WORK INSTRUCTIONS >>
Resume the review of James Bradley's The Imperial Cruise below, writing on from its final sentence.

DOCUMENT TEXT >>

┌────────

An eye-opening account of a 1905 US trip to Asia that will change what you thought you know about American/Asian relations
James Bradley's The Imperial Cruise: A Secret History of Empire and War seemingly asks you to forget everything you thought you knew about American involvement in Asia. An account of a 1905 trip/PR junket to the Far East engineered by Teddy Roosevelt, and attended by Roosevelt's daughter Alice, Secretary of War (and future President) William Howard Taft and over three dozen other officials, The Imperial Cruise takes its spin from the 20/20 view of hindsight.

Bradley, whose father was one of the men raising the flag in the iconic image of Iwo Jima, explains that the true account of this trip to Hawaii, Japan, the Philippines, China and Korea, "will not be found in our history books, our monuments or movies, or our postage stamps. Here was the match that lit the fuse, and yet for decades we paid attention only to the dynamite." Bradley argues that, had it not been for the unnecessary intervention an ultimately destabilizing US delegation that encouraged unfettered Japanese expansion in the early years of the century, much of the turmoil in the Pacific theater during WW II — and later in the Korean War — could have been avoided.

└────────

GIVEN DATA >>
┌────────

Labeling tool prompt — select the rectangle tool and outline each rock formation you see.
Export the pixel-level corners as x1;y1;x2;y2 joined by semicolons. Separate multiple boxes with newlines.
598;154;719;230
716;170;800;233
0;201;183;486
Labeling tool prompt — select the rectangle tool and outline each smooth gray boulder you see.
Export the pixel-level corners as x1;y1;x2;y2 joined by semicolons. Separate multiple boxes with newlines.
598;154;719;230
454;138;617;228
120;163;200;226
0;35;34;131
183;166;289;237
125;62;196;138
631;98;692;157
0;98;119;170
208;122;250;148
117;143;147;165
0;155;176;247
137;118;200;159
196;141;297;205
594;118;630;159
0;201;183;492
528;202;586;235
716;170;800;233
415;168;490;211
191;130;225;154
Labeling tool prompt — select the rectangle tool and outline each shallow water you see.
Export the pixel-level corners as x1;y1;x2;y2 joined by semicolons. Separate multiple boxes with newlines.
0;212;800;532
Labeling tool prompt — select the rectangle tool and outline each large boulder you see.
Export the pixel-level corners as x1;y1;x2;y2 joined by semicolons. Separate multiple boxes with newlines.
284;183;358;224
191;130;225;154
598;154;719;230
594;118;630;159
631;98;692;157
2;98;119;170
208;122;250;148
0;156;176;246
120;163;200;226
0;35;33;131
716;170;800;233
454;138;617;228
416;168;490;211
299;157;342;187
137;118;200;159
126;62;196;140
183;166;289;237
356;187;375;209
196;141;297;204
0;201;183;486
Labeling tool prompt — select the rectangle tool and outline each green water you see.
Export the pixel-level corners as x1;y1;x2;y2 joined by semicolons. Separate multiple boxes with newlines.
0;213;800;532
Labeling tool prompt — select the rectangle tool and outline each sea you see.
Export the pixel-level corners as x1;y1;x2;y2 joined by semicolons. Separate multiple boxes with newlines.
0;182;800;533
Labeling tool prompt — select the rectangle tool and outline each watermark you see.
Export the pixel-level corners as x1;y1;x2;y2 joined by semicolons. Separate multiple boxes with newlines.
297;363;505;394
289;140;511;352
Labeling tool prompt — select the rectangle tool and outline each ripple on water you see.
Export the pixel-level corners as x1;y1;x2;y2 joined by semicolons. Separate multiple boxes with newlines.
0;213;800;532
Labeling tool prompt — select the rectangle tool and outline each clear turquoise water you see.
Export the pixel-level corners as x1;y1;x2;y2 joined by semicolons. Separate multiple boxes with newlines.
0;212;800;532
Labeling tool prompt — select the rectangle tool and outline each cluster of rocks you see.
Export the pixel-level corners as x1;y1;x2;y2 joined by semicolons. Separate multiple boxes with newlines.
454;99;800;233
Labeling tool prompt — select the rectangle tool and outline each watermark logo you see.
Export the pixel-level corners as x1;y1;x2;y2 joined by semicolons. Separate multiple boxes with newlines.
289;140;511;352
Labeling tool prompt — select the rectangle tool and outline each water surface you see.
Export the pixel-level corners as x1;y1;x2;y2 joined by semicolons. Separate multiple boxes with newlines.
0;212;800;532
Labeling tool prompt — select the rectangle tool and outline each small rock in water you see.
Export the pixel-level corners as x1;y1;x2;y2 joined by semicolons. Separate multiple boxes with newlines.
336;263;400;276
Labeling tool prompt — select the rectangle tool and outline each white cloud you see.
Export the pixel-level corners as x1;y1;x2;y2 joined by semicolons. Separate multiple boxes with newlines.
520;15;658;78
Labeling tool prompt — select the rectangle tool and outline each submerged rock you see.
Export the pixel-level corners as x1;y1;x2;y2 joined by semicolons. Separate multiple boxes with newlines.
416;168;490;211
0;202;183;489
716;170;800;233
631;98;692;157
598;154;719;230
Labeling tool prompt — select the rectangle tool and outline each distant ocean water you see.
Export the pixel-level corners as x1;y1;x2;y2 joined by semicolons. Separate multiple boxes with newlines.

└────────

REPLY TO THE TASK >>
Between stories of Alice Roosevelt's debauched behavior on the trip, Taft's ultimate belief in the President's vision and casual racism (the US considered the Japanese to be "Honorary Aryans" due to their westernization), Bradley paints a picture of a diplomatic mission wherein no one had any true concept of the cultures and politics they were encountering. The bulk of the text, as narrated by Richard Poe, keeps a clinically cool distance from the antagonism of Bradley's thesis, but when read by the author himself, it's impossible to dismiss (what is ultimately personal) anger.